Segment Start: Provided records

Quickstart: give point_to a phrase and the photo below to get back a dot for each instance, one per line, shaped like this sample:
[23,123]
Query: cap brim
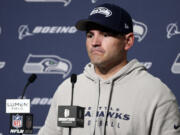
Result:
[87,24]
[83,24]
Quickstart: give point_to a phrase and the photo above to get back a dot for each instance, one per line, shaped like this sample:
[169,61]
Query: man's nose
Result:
[96,40]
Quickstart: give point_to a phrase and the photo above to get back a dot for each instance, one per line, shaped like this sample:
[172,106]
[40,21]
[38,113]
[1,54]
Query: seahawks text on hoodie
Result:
[132,101]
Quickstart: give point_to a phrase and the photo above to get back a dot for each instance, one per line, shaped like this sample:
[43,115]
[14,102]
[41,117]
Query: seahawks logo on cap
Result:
[101,10]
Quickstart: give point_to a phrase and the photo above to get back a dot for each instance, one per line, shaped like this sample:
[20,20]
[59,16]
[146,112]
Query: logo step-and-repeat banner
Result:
[39,36]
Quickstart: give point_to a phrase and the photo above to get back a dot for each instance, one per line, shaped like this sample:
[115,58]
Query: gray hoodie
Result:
[132,101]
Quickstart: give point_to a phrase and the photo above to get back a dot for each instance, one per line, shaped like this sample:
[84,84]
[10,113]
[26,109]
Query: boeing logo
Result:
[47,64]
[148,65]
[24,30]
[140,30]
[176,65]
[66,2]
[2,64]
[172,30]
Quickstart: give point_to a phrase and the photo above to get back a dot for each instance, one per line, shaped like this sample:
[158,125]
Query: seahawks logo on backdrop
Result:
[140,30]
[101,10]
[2,64]
[172,30]
[175,68]
[47,64]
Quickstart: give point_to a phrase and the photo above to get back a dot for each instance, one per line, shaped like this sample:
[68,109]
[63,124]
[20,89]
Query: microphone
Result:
[71,116]
[21,120]
[31,79]
[73,81]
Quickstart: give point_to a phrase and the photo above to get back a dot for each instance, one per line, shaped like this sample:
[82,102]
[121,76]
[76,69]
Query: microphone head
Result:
[73,78]
[32,78]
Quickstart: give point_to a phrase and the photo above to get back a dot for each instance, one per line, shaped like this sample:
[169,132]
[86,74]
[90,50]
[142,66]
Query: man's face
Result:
[104,49]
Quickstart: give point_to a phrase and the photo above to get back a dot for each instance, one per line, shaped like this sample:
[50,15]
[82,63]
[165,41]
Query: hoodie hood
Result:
[133,65]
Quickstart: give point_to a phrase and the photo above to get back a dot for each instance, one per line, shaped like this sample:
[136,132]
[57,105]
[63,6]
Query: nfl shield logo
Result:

Segment End: Provided records

About this exercise: Copy all the entries word for word. Omit any pictures.

Result:
Quickstart: give point_to a phrase and the photo below to get back a dot for each instance, one per line, shaped like this sample:
[23,123]
Query: cap brim
Result:
[87,24]
[83,24]
Quickstart: give point_to a phrase and the photo above to get back a dot for each instance, one per line, shaped like this sample:
[169,61]
Query: man's nose
Result:
[96,40]
Quickstart: give point_to a phrase and the photo above to get back a dot for each instance, one per line, shaped like this sample:
[172,106]
[40,21]
[38,113]
[1,54]
Query: seahawks text on hoodie
Result:
[132,101]
Quickstart: give point_to a phrase and the photo above to get back a dot for each instance, one per line, shaped like this sample:
[43,115]
[14,102]
[41,117]
Query: seahawks logo on cap
Result:
[101,10]
Quickstart: give point_to a phrase and the photo above to get back a dot for each instance, one per line, shaped like this sample:
[20,20]
[59,16]
[146,112]
Query: logo step-and-repeat banner
Result:
[39,36]
Quickstart: give point_to a phrase and the photo above to get back a dot for each instance, one per line, shaped like this sample:
[115,58]
Query: gray hoodie
Result:
[132,101]
Quickstart: give point_to a phrase and the photo above to get back a dot for each instance, one per line, shaped like this sample:
[84,84]
[10,113]
[26,109]
Query: boeing logo
Result:
[47,64]
[148,65]
[24,30]
[140,30]
[176,65]
[66,2]
[2,64]
[172,30]
Quickstart: give point_to a phrase and the photo above to get back a dot for each instance, one per line, shaped like this sample:
[158,125]
Query: seahawks logo on backdrop
Result:
[140,30]
[101,10]
[2,64]
[172,30]
[175,68]
[47,64]
Quickstart: give point_to a phrase and the photo above to get back a dot for each instance, one per line, shaped like this sample:
[68,109]
[63,124]
[20,89]
Query: microphone
Result:
[71,116]
[21,120]
[31,79]
[73,81]
Quickstart: give point_to a phrase and the photo above to get back a dot for each instance, one per line, shaped like this sample:
[82,102]
[121,76]
[76,69]
Query: microphone head
Result:
[73,78]
[32,78]
Quickstart: give point_to a phrase and the photo above to get back a dot for each instance, one per line, shaped like this sample:
[169,132]
[86,74]
[90,50]
[142,66]
Query: man's face
Result:
[104,49]
Quickstart: give point_to a phrase and the photo above to get back a dot for each instance, one per line, shaped like this sample:
[50,15]
[82,63]
[165,41]
Query: hoodie hood
Result:
[133,65]
Quickstart: give point_to a phrase and the photo above to get back a dot for each instance, one per line, shaped like this sample:
[136,132]
[57,105]
[63,6]
Query: nfl shield logo
Result:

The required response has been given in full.